### What you are asked to do
Go to the line that contains "Category: green grass field" and extract it along with every line after it, exactly, through the end of the data below.

— BEGIN Data shown —

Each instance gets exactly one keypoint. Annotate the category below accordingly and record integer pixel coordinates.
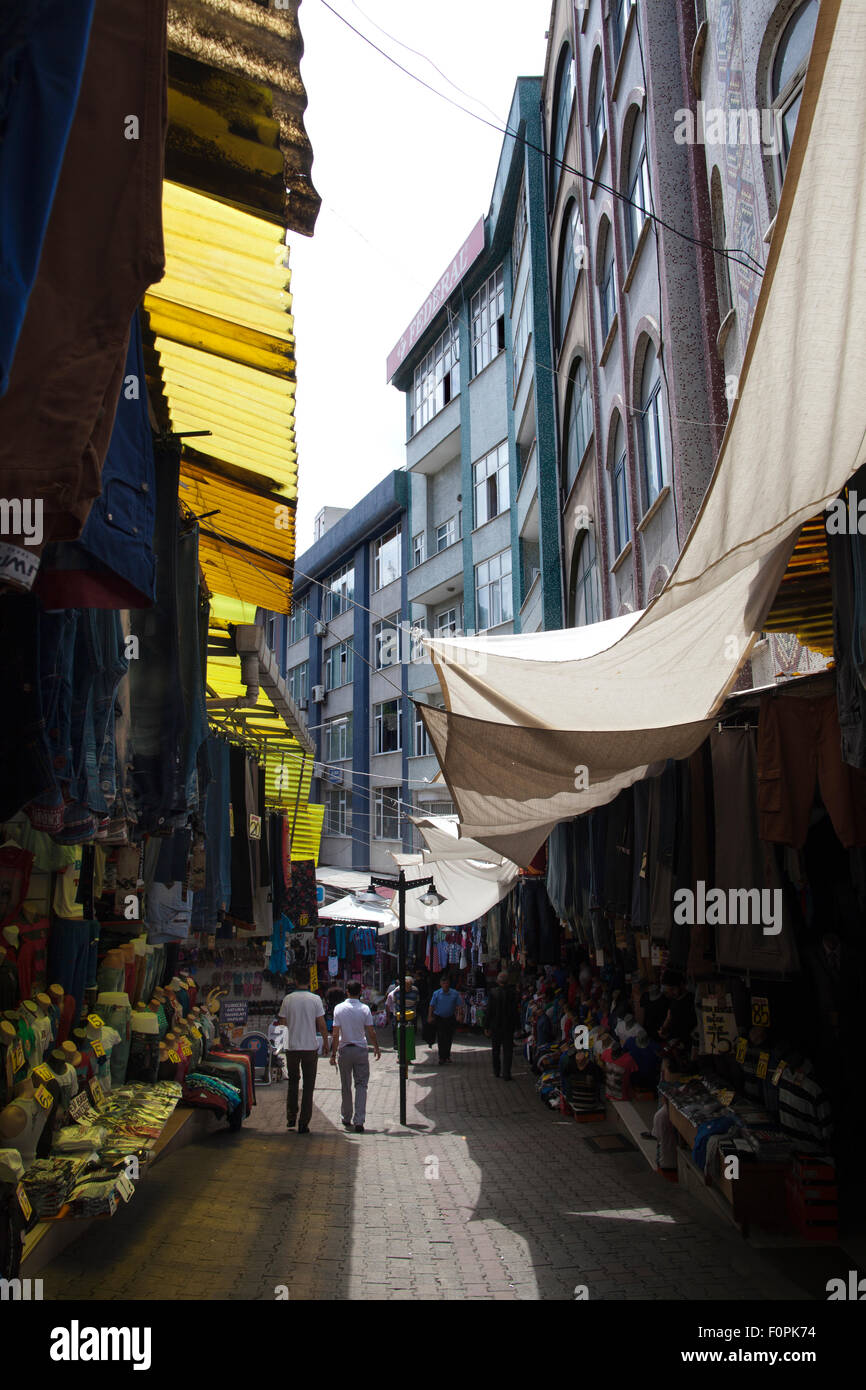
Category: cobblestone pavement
(520, 1208)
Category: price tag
(24, 1203)
(81, 1111)
(761, 1011)
(96, 1093)
(43, 1097)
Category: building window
(585, 599)
(387, 727)
(578, 420)
(521, 332)
(437, 378)
(338, 740)
(565, 96)
(449, 622)
(619, 487)
(619, 18)
(387, 813)
(299, 623)
(491, 478)
(339, 666)
(446, 534)
(652, 434)
(606, 285)
(637, 188)
(788, 75)
(420, 744)
(339, 592)
(338, 812)
(598, 120)
(387, 642)
(488, 321)
(494, 591)
(520, 231)
(299, 681)
(387, 553)
(570, 259)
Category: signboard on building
(466, 256)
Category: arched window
(598, 121)
(565, 96)
(652, 432)
(585, 597)
(619, 488)
(788, 75)
(606, 287)
(570, 260)
(637, 185)
(723, 268)
(619, 18)
(578, 420)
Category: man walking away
(445, 1008)
(352, 1032)
(502, 1018)
(305, 1016)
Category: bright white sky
(403, 178)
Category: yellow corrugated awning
(223, 330)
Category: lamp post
(403, 884)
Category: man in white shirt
(305, 1016)
(352, 1030)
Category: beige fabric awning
(526, 715)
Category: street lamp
(430, 900)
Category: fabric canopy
(470, 877)
(542, 727)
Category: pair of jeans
(502, 1047)
(72, 957)
(445, 1036)
(353, 1062)
(154, 679)
(298, 1062)
(118, 1016)
(113, 565)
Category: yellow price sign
(43, 1097)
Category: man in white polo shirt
(305, 1016)
(352, 1030)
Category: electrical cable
(755, 266)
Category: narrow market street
(521, 1208)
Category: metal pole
(402, 969)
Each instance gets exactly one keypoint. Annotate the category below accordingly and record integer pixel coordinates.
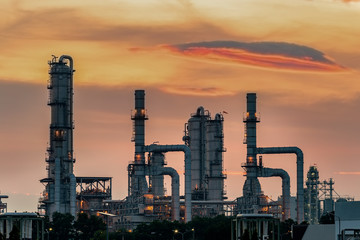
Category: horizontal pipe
(299, 172)
(187, 153)
(276, 172)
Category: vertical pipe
(60, 151)
(187, 153)
(299, 173)
(72, 195)
(252, 186)
(57, 185)
(273, 172)
(175, 186)
(138, 180)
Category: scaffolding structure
(91, 192)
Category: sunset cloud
(273, 55)
(193, 91)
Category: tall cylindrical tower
(195, 134)
(252, 186)
(214, 158)
(60, 190)
(138, 184)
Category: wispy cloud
(274, 55)
(208, 91)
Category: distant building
(24, 221)
(347, 219)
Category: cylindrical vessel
(214, 158)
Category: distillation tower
(205, 138)
(253, 200)
(60, 185)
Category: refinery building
(203, 154)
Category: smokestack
(60, 151)
(252, 186)
(138, 184)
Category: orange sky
(117, 47)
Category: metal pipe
(61, 59)
(299, 173)
(138, 181)
(187, 152)
(57, 185)
(175, 186)
(275, 172)
(72, 195)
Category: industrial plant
(203, 150)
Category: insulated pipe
(299, 172)
(57, 185)
(72, 195)
(275, 172)
(61, 59)
(187, 152)
(175, 186)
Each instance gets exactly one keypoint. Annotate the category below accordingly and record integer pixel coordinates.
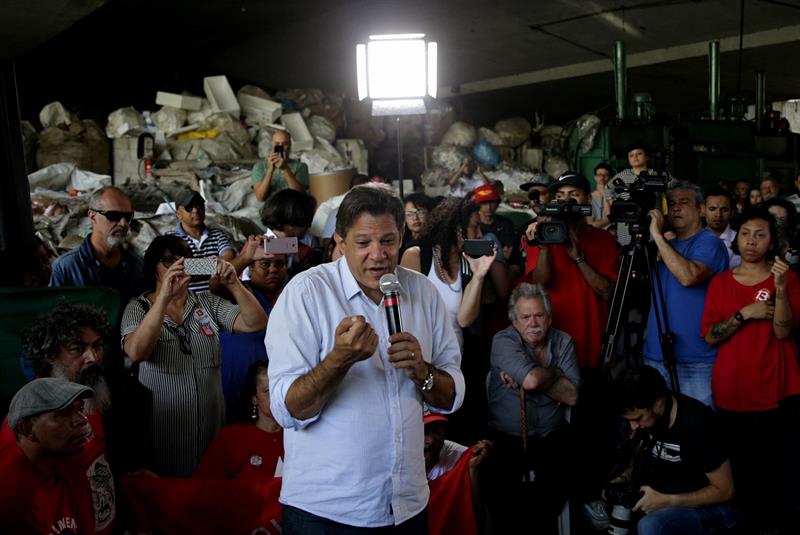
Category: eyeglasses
(268, 264)
(115, 216)
(169, 260)
(183, 338)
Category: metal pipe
(761, 99)
(713, 80)
(620, 79)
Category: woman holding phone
(440, 256)
(278, 171)
(750, 314)
(172, 337)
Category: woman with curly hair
(458, 278)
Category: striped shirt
(212, 242)
(186, 407)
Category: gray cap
(539, 179)
(44, 395)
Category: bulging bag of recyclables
(485, 153)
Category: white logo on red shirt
(763, 295)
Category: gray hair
(96, 200)
(374, 199)
(528, 291)
(685, 185)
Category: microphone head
(389, 283)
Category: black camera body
(624, 494)
(642, 199)
(556, 231)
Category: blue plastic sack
(485, 153)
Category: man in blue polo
(190, 207)
(101, 260)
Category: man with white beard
(101, 260)
(534, 367)
(66, 342)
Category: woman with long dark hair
(440, 256)
(749, 314)
(252, 446)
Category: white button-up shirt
(360, 460)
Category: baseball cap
(485, 193)
(431, 417)
(571, 178)
(44, 395)
(188, 197)
(539, 179)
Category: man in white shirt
(349, 396)
(718, 212)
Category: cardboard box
(355, 153)
(301, 136)
(220, 95)
(184, 102)
(260, 110)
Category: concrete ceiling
(171, 44)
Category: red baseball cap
(485, 193)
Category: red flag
(201, 506)
(450, 506)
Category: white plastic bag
(514, 131)
(54, 114)
(169, 119)
(122, 121)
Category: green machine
(703, 151)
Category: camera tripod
(639, 261)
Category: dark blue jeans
(714, 519)
(299, 522)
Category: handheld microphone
(390, 287)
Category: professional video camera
(555, 230)
(640, 199)
(622, 493)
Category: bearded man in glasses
(101, 260)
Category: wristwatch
(427, 384)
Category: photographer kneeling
(681, 478)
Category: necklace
(442, 273)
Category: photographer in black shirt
(685, 483)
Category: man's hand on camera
(656, 222)
(652, 500)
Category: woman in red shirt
(749, 314)
(252, 448)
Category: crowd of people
(696, 430)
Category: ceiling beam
(775, 36)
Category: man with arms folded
(349, 395)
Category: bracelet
(427, 384)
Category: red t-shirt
(92, 466)
(577, 309)
(241, 451)
(31, 503)
(754, 370)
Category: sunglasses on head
(115, 216)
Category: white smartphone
(280, 246)
(200, 266)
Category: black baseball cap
(572, 178)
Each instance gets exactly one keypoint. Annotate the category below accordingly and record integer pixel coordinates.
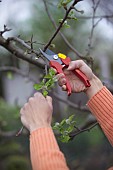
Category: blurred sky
(19, 12)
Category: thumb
(75, 64)
(49, 100)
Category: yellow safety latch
(60, 55)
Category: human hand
(37, 112)
(76, 84)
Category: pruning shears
(59, 62)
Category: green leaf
(47, 76)
(51, 72)
(52, 45)
(38, 86)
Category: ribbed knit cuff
(44, 137)
(101, 105)
(44, 151)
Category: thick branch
(85, 128)
(20, 53)
(71, 104)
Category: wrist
(96, 85)
(35, 127)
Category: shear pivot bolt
(55, 57)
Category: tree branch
(61, 34)
(19, 52)
(95, 6)
(61, 24)
(83, 129)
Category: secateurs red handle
(77, 72)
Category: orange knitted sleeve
(101, 105)
(44, 151)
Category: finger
(49, 100)
(38, 95)
(54, 70)
(61, 75)
(75, 64)
(64, 87)
(62, 81)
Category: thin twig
(61, 24)
(95, 6)
(61, 34)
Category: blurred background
(89, 150)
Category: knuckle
(30, 100)
(37, 94)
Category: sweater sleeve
(44, 151)
(101, 105)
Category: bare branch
(83, 129)
(20, 53)
(61, 24)
(95, 6)
(5, 30)
(61, 34)
(16, 70)
(71, 104)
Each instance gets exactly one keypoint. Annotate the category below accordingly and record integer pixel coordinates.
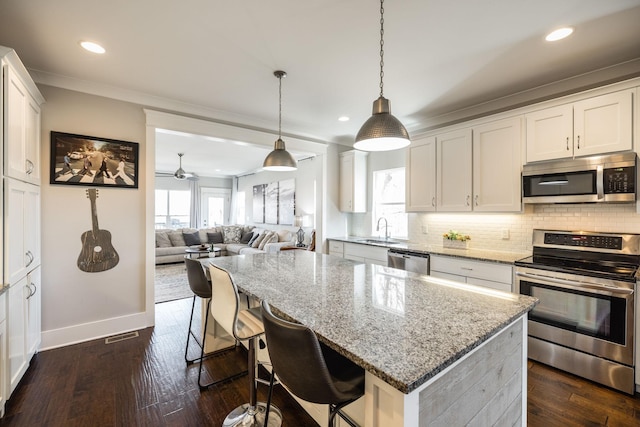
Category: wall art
(92, 161)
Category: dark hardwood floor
(144, 381)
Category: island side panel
(486, 388)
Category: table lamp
(300, 232)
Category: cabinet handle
(29, 167)
(31, 258)
(32, 292)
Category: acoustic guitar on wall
(97, 252)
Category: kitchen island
(435, 352)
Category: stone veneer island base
(435, 352)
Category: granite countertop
(400, 326)
(477, 254)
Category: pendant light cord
(280, 108)
(381, 46)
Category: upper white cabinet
(353, 181)
(22, 142)
(497, 150)
(478, 168)
(454, 173)
(596, 125)
(421, 175)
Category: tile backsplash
(487, 230)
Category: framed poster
(93, 161)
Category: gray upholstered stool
(201, 287)
(244, 325)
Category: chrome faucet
(386, 227)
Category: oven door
(591, 315)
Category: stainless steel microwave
(598, 179)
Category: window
(172, 208)
(388, 202)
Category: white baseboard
(93, 330)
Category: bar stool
(309, 369)
(201, 287)
(244, 325)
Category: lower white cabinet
(366, 253)
(23, 325)
(3, 352)
(336, 248)
(481, 273)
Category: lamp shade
(279, 159)
(382, 131)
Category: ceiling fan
(180, 173)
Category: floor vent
(121, 337)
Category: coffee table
(202, 252)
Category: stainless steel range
(584, 323)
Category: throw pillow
(268, 239)
(191, 239)
(246, 237)
(259, 239)
(162, 240)
(254, 236)
(176, 238)
(232, 234)
(214, 238)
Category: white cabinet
(420, 192)
(353, 181)
(21, 102)
(497, 165)
(454, 173)
(336, 248)
(488, 274)
(596, 125)
(22, 142)
(23, 325)
(21, 229)
(3, 352)
(366, 253)
(478, 168)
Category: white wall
(308, 189)
(76, 305)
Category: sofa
(231, 239)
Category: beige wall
(78, 305)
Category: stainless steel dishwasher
(404, 259)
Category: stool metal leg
(253, 414)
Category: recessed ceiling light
(92, 47)
(559, 34)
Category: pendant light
(382, 132)
(280, 159)
(180, 174)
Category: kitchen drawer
(367, 252)
(477, 269)
(336, 248)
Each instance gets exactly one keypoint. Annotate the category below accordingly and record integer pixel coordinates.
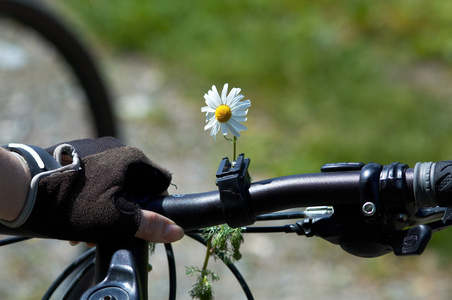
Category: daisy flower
(226, 112)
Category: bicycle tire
(73, 52)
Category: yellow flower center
(223, 113)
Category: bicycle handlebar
(373, 204)
(194, 211)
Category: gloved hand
(93, 198)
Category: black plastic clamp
(233, 182)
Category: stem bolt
(369, 209)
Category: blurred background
(328, 82)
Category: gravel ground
(154, 117)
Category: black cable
(231, 267)
(172, 271)
(80, 276)
(12, 240)
(83, 259)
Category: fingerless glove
(95, 198)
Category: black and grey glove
(92, 198)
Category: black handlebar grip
(432, 184)
(442, 183)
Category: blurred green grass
(329, 80)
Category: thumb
(158, 229)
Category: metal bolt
(369, 209)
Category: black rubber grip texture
(442, 180)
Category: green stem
(208, 253)
(235, 148)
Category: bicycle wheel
(50, 91)
(50, 87)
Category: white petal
(237, 126)
(232, 129)
(241, 106)
(232, 94)
(240, 113)
(235, 100)
(211, 100)
(224, 93)
(224, 128)
(210, 123)
(215, 96)
(215, 129)
(207, 109)
(239, 119)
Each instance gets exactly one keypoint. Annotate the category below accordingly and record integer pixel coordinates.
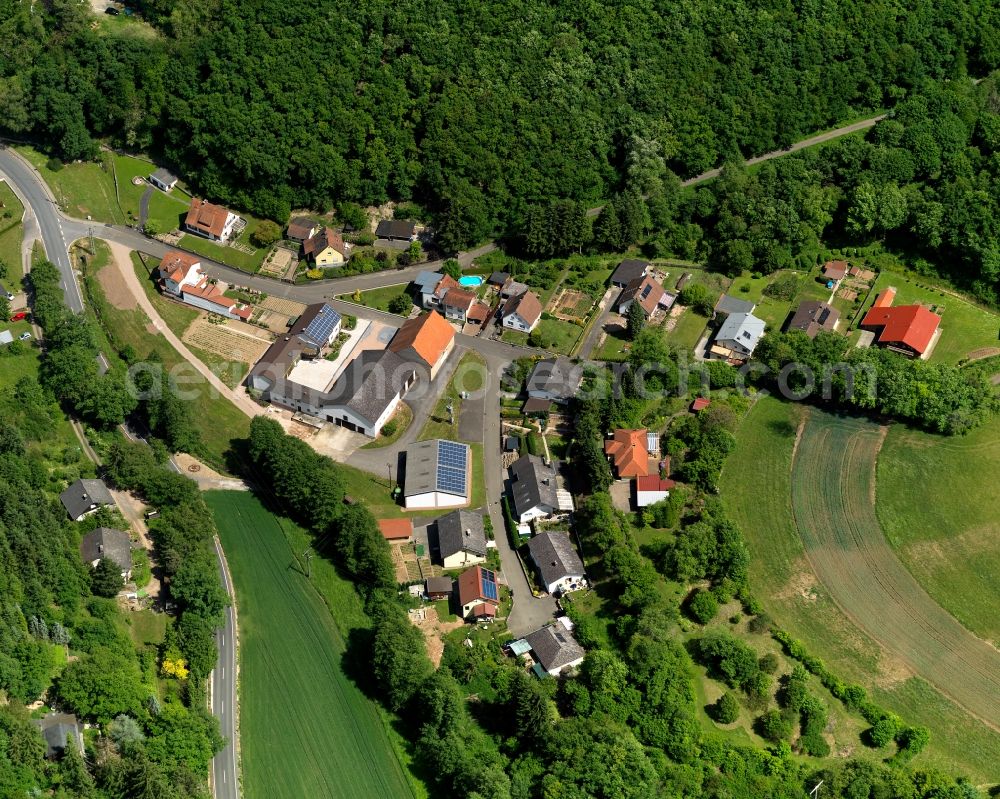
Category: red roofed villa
(627, 451)
(908, 329)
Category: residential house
(651, 488)
(535, 489)
(426, 284)
(396, 531)
(438, 587)
(628, 271)
(648, 293)
(85, 497)
(461, 539)
(727, 306)
(60, 731)
(182, 277)
(478, 593)
(522, 312)
(438, 475)
(111, 544)
(457, 304)
(326, 248)
(629, 454)
(835, 270)
(559, 566)
(738, 337)
(426, 340)
(211, 221)
(362, 398)
(907, 329)
(396, 230)
(301, 228)
(163, 180)
(555, 648)
(812, 316)
(556, 379)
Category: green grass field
(11, 236)
(376, 298)
(757, 492)
(940, 512)
(218, 421)
(305, 728)
(965, 326)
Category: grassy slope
(306, 729)
(756, 488)
(943, 519)
(217, 420)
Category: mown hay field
(801, 576)
(305, 728)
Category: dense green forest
(472, 108)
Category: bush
(727, 709)
(703, 607)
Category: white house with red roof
(182, 277)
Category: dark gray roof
(461, 531)
(164, 176)
(439, 585)
(84, 496)
(533, 483)
(557, 376)
(369, 383)
(628, 270)
(58, 729)
(555, 556)
(554, 646)
(732, 305)
(107, 543)
(395, 229)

— END Data shown —

### Result of the task
Category: green grass field
(11, 236)
(376, 298)
(757, 492)
(940, 512)
(218, 421)
(305, 728)
(965, 326)
Category: grassy slope
(306, 729)
(756, 488)
(943, 519)
(217, 420)
Category: mown hay field
(801, 576)
(305, 728)
Category: dense green forest
(472, 108)
Category: bush
(727, 709)
(703, 607)
Category: white house with red roof
(182, 277)
Category: dark gray roof
(461, 531)
(164, 176)
(439, 585)
(84, 496)
(533, 483)
(557, 376)
(369, 383)
(628, 270)
(58, 729)
(555, 556)
(554, 646)
(732, 305)
(107, 543)
(395, 229)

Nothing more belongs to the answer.